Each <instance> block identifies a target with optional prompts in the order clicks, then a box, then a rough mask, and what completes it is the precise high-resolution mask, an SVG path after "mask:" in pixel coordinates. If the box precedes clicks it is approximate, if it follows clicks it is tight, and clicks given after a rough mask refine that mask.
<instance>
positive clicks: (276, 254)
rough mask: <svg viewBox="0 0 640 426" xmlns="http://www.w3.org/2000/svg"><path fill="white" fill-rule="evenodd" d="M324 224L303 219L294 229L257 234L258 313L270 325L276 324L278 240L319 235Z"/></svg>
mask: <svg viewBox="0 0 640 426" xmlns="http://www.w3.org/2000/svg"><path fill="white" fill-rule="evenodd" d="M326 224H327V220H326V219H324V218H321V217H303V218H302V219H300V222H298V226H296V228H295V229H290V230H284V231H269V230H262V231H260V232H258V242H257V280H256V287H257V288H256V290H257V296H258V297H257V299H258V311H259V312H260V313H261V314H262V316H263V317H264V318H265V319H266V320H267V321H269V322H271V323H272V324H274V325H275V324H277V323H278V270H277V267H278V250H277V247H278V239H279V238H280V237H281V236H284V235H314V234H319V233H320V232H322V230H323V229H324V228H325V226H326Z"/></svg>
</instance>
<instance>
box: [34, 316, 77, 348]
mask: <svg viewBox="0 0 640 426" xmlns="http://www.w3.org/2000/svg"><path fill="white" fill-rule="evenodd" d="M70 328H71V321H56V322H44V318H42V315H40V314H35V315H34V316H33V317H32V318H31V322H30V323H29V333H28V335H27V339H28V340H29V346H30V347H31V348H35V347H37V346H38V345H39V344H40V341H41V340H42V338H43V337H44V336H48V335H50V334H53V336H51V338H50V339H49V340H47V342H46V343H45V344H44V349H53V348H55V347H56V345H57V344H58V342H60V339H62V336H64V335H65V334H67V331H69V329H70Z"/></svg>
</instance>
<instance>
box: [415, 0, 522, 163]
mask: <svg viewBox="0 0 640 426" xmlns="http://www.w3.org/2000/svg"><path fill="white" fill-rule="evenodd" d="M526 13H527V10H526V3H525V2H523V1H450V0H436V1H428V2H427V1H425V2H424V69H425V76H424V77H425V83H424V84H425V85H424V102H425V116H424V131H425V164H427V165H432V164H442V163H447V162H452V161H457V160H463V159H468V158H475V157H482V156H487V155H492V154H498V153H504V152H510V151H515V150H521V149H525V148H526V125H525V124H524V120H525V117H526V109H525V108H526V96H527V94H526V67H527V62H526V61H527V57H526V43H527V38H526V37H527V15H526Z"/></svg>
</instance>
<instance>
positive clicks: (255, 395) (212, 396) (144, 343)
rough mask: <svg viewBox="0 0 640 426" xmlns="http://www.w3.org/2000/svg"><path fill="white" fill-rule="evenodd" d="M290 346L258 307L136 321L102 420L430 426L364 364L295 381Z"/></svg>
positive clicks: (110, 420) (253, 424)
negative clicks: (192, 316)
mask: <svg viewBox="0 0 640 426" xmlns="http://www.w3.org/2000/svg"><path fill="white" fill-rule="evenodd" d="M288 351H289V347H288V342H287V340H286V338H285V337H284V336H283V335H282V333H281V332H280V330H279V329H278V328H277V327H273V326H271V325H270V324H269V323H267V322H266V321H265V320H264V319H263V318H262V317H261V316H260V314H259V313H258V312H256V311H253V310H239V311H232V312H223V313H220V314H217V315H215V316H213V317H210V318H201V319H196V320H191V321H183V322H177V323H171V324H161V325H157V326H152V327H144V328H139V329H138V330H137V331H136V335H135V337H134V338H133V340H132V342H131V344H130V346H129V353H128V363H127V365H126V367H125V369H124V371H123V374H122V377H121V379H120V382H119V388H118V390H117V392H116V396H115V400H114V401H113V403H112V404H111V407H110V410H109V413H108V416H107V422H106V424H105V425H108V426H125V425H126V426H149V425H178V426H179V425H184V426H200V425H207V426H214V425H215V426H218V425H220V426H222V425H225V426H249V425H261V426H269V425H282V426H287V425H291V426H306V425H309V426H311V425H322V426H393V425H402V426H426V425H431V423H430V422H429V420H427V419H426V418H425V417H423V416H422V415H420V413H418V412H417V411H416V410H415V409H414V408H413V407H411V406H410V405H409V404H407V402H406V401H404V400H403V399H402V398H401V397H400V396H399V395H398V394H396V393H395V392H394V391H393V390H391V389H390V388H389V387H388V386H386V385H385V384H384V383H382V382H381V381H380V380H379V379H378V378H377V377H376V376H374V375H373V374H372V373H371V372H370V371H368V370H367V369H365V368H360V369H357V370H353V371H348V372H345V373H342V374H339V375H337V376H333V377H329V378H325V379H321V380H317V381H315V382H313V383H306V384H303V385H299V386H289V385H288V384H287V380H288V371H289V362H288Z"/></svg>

Task objective |
How many of the lines above contain the string "rough"? Give only the number.

Output |
3